THE REQUEST: All lines from the one with "on the torn" to the end need to be copied exactly, with nothing before them.

(Dataset records)
# # #

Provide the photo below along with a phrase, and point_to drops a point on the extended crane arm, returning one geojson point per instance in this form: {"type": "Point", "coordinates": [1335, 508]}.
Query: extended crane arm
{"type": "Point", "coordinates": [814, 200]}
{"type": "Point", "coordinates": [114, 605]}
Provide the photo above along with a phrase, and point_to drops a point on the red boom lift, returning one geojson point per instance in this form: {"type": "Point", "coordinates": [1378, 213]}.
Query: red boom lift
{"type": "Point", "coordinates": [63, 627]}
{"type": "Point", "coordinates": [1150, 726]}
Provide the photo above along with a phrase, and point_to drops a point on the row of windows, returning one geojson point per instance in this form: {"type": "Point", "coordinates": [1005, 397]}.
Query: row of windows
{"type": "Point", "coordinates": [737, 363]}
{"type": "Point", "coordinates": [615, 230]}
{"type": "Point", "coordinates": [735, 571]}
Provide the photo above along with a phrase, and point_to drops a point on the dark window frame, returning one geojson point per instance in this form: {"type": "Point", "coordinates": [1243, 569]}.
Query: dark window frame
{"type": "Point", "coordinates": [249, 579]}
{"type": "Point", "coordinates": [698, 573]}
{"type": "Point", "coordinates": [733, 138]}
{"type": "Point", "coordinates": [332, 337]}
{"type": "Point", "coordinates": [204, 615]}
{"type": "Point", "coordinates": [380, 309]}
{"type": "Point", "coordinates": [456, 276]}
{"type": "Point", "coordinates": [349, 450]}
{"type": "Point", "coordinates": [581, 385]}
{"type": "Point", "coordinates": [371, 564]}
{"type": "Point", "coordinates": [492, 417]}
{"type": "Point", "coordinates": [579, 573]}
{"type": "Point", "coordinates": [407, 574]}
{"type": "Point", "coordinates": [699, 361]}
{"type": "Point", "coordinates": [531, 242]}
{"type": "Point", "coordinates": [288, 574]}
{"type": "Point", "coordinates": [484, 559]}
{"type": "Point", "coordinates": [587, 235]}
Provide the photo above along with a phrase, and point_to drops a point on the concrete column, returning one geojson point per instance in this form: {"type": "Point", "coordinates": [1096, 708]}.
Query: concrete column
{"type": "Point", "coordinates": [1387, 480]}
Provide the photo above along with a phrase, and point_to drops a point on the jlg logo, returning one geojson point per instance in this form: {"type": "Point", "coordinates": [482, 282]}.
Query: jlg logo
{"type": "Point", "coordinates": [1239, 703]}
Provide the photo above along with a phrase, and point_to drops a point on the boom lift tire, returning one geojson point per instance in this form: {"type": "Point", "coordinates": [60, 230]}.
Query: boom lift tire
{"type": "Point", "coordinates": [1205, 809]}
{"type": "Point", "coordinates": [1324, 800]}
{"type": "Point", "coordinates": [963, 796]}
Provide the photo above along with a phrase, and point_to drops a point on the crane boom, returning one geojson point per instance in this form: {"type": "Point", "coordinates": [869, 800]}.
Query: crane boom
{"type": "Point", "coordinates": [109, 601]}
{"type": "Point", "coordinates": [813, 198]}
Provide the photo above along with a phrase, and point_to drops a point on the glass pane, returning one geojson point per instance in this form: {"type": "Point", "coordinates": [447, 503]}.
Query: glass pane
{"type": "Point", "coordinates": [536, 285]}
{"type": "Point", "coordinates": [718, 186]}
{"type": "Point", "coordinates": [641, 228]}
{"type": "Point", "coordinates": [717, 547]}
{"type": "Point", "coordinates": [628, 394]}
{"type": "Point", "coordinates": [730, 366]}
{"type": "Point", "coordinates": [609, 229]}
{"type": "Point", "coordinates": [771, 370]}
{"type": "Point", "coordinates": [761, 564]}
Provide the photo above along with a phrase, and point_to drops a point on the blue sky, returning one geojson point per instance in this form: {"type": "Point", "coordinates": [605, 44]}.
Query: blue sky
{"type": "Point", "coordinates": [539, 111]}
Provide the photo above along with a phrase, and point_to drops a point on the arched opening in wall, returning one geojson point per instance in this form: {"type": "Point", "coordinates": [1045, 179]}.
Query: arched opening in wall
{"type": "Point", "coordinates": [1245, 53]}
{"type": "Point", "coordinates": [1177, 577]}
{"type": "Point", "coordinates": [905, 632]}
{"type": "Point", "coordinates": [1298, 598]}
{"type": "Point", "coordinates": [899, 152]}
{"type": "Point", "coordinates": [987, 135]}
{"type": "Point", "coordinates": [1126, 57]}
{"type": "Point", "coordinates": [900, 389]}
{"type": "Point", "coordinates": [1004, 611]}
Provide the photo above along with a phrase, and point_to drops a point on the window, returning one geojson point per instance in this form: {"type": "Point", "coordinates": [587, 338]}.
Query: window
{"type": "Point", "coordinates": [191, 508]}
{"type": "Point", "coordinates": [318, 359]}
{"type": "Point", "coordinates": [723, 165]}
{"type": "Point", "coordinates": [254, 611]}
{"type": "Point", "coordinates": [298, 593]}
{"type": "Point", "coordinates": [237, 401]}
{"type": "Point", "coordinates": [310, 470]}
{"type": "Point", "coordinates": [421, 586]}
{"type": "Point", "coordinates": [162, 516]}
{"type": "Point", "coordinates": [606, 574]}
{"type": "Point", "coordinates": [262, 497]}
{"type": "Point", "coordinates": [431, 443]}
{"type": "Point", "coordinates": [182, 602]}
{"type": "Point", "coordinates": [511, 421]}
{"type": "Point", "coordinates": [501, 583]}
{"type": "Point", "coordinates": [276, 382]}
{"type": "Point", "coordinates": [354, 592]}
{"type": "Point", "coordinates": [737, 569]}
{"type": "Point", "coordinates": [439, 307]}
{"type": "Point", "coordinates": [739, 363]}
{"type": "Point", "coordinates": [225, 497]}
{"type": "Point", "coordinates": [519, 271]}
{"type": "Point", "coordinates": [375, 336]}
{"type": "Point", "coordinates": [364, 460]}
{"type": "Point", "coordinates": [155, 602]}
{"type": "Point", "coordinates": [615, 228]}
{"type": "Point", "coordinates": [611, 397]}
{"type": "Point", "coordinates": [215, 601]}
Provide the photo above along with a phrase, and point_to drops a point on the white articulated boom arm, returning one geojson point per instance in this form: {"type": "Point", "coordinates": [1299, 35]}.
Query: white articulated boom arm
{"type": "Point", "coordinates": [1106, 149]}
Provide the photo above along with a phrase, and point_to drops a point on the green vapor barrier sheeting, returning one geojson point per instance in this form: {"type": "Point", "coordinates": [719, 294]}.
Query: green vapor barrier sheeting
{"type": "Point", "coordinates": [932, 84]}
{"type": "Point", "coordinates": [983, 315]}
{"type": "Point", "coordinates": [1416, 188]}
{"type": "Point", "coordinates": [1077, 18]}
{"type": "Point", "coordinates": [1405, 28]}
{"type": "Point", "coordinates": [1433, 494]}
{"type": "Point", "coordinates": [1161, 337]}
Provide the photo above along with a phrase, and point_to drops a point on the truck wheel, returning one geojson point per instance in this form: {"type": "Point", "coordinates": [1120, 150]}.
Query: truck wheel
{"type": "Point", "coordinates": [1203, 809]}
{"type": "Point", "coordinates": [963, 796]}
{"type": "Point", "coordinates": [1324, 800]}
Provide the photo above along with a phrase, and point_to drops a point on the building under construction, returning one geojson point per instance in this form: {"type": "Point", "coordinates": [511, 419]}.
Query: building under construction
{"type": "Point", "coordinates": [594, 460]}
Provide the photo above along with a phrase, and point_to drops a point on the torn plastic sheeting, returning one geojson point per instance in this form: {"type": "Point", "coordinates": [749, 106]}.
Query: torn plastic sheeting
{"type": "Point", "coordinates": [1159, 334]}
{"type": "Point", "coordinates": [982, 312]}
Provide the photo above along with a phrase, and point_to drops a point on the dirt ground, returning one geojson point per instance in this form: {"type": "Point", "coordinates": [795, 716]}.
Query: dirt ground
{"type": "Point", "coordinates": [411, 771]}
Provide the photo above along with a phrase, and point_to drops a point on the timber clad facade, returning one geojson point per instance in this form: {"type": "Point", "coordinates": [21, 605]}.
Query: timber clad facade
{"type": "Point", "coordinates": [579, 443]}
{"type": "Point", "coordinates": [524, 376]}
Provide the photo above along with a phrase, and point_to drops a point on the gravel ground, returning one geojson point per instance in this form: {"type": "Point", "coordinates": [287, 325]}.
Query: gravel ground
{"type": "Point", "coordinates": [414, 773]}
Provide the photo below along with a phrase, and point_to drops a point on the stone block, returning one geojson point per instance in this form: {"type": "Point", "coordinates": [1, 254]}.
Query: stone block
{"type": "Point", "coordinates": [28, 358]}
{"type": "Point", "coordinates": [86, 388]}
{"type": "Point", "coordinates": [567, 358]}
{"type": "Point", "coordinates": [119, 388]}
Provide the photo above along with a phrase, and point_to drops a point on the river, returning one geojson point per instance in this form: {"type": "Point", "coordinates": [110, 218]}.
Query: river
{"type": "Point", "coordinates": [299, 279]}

# # #

TASK RESULT:
Provide the photo above along with a phrase, and point_to drops a point on the torn plastic sheeting, returning one geojson point per instance in this form: {"type": "Point", "coordinates": [749, 106]}.
Query: torn plastic sheeting
{"type": "Point", "coordinates": [1159, 334]}
{"type": "Point", "coordinates": [982, 312]}
Provide the photo above along with a phrase, and point_to drops a point on the dirt ground, returning one geojson point per instance in this form: {"type": "Point", "coordinates": [795, 716]}.
Query: dirt ground
{"type": "Point", "coordinates": [411, 771]}
Provide the photo above along with a phrase, and point_to drops a point on the timber clad facade, returning one geojson point per instance in this form: {"type": "Point", "coordinates": [21, 605]}.
Query: timber clad facade
{"type": "Point", "coordinates": [579, 443]}
{"type": "Point", "coordinates": [524, 376]}
Provide the photo above along with a phrase, and point_to drops a point on the gravel ground, returning one geojson point per instance in this form: {"type": "Point", "coordinates": [287, 325]}.
Query: gravel ground
{"type": "Point", "coordinates": [414, 773]}
Provide the photo below along with a phrase, and point_to drops a point on the stone block, returning one geojson point per instance in this form: {"type": "Point", "coordinates": [1, 254]}.
Query: stone block
{"type": "Point", "coordinates": [28, 358]}
{"type": "Point", "coordinates": [86, 388]}
{"type": "Point", "coordinates": [567, 358]}
{"type": "Point", "coordinates": [119, 388]}
Provide the photo above along with a phrase, and point_to drops a point on the river, returning one geojson point per instance in this form: {"type": "Point", "coordinates": [110, 218]}.
Query: river
{"type": "Point", "coordinates": [299, 279]}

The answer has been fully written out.